* Problem statement *
Print verbatim every line starting at the one that contains "Return one point per instance of the stone" and ending at the final line of the records; include both endpoints.

* Input *
— begin —

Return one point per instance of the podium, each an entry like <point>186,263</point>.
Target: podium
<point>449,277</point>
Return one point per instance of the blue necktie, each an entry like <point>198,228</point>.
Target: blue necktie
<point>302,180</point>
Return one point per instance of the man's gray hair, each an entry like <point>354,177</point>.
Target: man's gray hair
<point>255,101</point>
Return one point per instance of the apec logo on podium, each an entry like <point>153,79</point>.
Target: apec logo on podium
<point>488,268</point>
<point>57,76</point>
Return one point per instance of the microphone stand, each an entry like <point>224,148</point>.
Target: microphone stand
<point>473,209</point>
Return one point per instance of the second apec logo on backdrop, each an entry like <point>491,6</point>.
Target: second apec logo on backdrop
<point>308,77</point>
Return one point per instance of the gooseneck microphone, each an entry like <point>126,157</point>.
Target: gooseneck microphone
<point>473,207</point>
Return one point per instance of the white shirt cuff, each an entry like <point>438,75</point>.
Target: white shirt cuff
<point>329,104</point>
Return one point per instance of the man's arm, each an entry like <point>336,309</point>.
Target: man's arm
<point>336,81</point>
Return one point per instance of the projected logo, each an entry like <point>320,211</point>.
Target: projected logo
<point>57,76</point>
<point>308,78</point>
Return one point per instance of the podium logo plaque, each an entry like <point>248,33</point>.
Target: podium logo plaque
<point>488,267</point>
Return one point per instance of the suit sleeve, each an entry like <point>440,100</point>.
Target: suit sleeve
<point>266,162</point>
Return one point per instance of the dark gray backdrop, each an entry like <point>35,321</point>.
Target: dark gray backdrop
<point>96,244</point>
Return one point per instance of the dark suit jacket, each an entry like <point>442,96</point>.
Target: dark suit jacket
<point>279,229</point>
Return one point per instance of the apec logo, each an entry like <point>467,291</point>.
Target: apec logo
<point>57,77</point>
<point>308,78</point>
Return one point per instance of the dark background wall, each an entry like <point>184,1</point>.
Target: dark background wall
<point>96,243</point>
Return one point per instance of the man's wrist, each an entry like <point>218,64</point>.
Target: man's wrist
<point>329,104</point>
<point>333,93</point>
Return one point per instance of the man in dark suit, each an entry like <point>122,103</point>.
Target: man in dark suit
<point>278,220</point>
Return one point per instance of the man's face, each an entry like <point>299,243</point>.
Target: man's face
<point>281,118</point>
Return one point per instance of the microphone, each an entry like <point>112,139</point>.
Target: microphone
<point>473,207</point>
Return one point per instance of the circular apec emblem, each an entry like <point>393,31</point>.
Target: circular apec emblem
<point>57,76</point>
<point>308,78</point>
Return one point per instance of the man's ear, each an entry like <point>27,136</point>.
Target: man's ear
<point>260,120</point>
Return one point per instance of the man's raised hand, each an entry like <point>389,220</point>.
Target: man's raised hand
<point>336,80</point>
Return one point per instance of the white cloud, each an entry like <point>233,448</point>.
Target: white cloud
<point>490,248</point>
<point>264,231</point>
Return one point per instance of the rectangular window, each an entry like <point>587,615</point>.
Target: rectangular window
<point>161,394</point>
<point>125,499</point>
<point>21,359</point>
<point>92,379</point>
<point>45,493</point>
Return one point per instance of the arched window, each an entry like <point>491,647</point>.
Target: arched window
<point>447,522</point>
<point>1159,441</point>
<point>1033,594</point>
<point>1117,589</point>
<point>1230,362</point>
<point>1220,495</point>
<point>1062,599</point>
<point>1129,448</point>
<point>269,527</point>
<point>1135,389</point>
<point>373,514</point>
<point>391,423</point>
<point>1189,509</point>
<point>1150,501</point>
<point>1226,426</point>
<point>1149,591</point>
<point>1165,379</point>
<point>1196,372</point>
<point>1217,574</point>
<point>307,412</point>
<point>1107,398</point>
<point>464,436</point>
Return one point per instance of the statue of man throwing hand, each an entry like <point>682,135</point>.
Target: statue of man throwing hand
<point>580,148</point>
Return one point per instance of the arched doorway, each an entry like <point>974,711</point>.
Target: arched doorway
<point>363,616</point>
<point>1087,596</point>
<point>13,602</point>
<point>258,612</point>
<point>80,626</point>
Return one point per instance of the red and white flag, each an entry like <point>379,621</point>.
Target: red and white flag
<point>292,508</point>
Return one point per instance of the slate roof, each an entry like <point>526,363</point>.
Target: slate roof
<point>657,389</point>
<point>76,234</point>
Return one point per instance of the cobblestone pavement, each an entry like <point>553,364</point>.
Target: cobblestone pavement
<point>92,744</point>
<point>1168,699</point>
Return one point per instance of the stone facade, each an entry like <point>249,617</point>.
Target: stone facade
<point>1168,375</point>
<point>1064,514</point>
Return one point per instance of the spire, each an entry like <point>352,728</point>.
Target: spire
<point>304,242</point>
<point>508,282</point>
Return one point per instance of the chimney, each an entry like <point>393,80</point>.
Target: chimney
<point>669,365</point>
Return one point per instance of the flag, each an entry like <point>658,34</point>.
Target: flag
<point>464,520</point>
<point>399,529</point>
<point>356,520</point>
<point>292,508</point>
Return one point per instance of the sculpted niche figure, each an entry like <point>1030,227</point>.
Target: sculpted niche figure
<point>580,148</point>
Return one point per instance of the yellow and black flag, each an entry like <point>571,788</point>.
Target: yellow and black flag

— end —

* Answer *
Return one point per instance of the stone facade, each an entry like <point>249,617</point>.
Target: stone facade
<point>1168,375</point>
<point>1064,514</point>
Return one point per instance of the spire, each an entry like <point>352,728</point>.
Target: spire
<point>304,242</point>
<point>508,282</point>
Return one point per instance of the chimney, each an entry like <point>393,80</point>.
Target: chimney
<point>669,365</point>
Return one point per instance of the flag, each an entry like <point>658,34</point>.
Target: flag
<point>464,520</point>
<point>399,529</point>
<point>356,520</point>
<point>292,508</point>
Return one point per instance of the sculpted niche figure, each an entry like <point>1030,227</point>.
Target: sculpted niche figure
<point>580,148</point>
Return one point per instance of the yellow and black flag, each an entry like <point>571,788</point>.
Target: yellow and black flag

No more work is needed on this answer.